**WRITTEN INSTRUCTION**:
Which lines in the records contain the string "trash"? Locate and copy each one, matching case exactly.
— Start of EXTRACTED MATERIAL —
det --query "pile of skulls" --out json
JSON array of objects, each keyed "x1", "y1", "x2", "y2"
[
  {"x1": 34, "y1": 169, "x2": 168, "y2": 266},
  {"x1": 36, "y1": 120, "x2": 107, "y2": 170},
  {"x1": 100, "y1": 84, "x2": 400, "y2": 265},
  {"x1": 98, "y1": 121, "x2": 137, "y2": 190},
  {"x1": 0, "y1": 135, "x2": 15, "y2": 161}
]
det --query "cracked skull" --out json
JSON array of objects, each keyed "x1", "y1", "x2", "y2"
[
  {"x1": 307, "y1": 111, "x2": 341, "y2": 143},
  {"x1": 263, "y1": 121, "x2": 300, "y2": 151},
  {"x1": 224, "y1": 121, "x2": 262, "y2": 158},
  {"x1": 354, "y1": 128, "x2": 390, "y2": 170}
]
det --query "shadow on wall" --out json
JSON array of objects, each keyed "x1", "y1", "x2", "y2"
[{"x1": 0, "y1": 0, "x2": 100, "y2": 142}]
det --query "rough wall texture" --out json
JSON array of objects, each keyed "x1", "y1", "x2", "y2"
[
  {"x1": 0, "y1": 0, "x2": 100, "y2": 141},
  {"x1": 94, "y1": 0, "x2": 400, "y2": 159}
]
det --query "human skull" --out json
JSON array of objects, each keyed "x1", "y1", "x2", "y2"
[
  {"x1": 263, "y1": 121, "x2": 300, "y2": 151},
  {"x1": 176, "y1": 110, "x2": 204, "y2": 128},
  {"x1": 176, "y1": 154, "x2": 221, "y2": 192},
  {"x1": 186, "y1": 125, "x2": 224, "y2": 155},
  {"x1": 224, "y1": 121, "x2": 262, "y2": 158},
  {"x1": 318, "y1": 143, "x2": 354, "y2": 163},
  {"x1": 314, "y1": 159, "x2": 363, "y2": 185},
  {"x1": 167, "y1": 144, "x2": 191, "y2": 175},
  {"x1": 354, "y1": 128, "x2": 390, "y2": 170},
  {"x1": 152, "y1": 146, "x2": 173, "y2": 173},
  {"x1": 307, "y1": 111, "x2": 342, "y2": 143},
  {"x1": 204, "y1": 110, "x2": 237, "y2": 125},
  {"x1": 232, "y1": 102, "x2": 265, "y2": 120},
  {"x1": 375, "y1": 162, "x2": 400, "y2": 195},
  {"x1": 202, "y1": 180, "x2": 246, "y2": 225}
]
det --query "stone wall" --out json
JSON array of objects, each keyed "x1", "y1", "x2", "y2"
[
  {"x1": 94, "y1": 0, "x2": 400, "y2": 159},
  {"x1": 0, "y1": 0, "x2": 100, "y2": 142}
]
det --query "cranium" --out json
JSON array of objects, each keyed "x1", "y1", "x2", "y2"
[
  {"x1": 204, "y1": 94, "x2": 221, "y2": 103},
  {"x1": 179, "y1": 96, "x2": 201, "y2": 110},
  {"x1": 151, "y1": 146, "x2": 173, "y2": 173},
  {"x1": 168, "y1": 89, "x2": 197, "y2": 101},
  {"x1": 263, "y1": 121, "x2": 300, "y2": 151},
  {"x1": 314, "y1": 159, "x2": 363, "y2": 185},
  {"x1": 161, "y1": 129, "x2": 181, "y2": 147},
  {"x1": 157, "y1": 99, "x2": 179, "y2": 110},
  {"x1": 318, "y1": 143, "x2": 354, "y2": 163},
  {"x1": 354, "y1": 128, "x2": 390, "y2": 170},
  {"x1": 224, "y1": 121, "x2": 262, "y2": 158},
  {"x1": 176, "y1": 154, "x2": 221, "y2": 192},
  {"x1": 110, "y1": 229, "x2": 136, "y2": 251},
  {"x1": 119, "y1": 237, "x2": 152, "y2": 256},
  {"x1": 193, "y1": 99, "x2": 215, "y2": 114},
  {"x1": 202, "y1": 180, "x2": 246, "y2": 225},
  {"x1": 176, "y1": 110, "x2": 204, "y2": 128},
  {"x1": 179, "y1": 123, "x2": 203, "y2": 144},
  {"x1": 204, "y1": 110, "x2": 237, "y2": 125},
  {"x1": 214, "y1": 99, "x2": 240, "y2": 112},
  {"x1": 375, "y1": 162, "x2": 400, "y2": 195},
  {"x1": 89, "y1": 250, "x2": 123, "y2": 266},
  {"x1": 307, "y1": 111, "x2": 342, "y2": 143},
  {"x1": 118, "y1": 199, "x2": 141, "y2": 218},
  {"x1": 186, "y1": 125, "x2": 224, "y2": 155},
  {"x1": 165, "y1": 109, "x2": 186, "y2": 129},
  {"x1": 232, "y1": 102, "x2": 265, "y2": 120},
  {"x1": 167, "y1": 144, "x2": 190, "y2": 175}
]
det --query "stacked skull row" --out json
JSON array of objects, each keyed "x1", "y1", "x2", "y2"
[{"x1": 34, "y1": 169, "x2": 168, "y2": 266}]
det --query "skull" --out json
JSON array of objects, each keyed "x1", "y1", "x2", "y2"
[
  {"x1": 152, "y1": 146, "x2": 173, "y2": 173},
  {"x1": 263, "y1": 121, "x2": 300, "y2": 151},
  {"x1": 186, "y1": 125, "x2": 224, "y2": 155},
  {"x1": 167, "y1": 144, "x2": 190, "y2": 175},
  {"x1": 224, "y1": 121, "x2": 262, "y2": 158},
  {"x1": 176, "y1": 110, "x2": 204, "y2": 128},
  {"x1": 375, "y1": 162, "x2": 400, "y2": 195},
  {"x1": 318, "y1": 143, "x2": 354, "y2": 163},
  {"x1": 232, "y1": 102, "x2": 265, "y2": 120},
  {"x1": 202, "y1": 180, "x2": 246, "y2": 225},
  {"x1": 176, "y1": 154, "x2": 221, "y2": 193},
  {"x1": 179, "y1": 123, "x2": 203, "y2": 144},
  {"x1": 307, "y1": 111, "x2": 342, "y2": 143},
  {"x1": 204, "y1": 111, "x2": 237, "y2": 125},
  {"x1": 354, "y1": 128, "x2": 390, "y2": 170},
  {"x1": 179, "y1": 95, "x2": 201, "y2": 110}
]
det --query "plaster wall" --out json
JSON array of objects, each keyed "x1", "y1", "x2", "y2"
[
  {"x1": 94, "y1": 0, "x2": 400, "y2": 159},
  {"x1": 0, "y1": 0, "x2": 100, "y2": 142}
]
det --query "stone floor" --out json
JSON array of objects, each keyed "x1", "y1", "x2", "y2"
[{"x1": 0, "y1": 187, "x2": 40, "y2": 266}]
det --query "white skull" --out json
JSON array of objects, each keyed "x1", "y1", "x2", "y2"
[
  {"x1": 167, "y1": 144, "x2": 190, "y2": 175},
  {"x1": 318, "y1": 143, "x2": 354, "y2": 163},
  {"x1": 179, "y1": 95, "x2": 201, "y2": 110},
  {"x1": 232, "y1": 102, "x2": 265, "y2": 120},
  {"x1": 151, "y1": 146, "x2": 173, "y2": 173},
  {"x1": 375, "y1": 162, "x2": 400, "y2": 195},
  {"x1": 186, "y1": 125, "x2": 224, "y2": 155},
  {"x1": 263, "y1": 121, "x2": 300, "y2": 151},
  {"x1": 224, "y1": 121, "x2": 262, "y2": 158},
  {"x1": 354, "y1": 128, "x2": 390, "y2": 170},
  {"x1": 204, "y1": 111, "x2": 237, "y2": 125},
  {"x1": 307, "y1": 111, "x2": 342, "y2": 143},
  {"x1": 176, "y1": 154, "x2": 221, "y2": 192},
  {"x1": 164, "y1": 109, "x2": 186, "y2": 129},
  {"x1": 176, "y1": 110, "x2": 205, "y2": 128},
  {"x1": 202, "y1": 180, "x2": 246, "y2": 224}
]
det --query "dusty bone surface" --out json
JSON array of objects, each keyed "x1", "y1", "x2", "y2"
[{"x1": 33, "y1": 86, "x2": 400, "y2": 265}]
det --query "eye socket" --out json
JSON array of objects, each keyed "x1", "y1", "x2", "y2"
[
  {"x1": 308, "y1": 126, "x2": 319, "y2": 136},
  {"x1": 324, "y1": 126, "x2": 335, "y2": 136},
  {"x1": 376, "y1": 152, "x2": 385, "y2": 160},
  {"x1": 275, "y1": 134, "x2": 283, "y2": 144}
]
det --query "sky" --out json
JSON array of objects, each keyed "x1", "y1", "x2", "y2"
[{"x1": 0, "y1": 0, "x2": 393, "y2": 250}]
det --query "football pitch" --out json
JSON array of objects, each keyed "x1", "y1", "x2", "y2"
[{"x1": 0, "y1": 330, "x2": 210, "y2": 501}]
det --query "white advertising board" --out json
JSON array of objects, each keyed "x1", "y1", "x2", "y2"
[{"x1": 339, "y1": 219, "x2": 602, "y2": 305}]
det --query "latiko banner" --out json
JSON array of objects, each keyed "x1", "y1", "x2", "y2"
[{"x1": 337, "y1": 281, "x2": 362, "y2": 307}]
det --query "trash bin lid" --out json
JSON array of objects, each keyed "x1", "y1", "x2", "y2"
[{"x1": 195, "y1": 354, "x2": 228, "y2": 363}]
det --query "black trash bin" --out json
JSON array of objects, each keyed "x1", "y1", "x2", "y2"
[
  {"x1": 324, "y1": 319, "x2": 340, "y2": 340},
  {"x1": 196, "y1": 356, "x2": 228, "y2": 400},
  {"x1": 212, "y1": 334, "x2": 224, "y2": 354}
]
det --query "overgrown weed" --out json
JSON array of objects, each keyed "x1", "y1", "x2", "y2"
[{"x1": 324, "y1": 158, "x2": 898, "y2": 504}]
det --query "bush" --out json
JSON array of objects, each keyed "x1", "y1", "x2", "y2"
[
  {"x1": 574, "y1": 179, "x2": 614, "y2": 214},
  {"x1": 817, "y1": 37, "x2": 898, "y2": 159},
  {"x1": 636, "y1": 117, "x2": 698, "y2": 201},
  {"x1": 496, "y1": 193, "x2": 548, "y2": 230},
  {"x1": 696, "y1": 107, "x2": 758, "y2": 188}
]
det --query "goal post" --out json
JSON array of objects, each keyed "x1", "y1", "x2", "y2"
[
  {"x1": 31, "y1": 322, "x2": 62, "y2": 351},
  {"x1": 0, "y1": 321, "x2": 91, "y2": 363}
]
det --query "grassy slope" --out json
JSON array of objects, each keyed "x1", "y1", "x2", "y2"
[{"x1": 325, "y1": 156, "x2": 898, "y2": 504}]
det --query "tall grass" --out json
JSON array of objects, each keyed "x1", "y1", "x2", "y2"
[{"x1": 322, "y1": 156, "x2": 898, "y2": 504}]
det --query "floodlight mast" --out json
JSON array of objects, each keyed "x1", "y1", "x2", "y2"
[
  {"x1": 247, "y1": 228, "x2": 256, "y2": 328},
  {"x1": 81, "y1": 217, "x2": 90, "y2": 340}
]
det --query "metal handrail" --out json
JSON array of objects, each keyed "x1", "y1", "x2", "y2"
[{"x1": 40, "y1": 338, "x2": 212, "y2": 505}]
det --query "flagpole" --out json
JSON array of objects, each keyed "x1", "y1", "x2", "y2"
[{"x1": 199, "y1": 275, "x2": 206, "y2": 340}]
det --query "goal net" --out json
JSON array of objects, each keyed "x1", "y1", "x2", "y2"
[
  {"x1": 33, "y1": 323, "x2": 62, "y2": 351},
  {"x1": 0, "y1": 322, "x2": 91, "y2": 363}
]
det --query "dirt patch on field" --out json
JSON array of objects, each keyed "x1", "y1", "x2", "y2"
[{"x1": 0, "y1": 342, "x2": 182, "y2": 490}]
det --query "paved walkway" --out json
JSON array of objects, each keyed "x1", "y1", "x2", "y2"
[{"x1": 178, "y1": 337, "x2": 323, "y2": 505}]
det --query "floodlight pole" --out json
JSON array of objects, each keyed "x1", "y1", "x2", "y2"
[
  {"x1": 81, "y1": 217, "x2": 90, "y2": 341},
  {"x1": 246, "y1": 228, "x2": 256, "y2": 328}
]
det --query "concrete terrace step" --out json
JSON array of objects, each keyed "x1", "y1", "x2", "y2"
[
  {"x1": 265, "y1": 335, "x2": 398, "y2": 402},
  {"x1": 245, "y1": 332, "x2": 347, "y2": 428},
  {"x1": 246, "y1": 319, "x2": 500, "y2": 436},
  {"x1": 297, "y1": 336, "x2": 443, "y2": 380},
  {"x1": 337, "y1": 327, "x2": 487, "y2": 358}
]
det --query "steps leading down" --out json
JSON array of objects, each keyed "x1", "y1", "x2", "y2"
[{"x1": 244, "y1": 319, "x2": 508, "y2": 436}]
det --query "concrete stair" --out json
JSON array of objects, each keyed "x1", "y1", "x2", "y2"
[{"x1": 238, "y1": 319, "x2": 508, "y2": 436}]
— End of EXTRACTED MATERIAL —
**RESULT FOR THIS EXERCISE**:
det --query "trash bin lid" --out json
det --query "black trash bin" --out json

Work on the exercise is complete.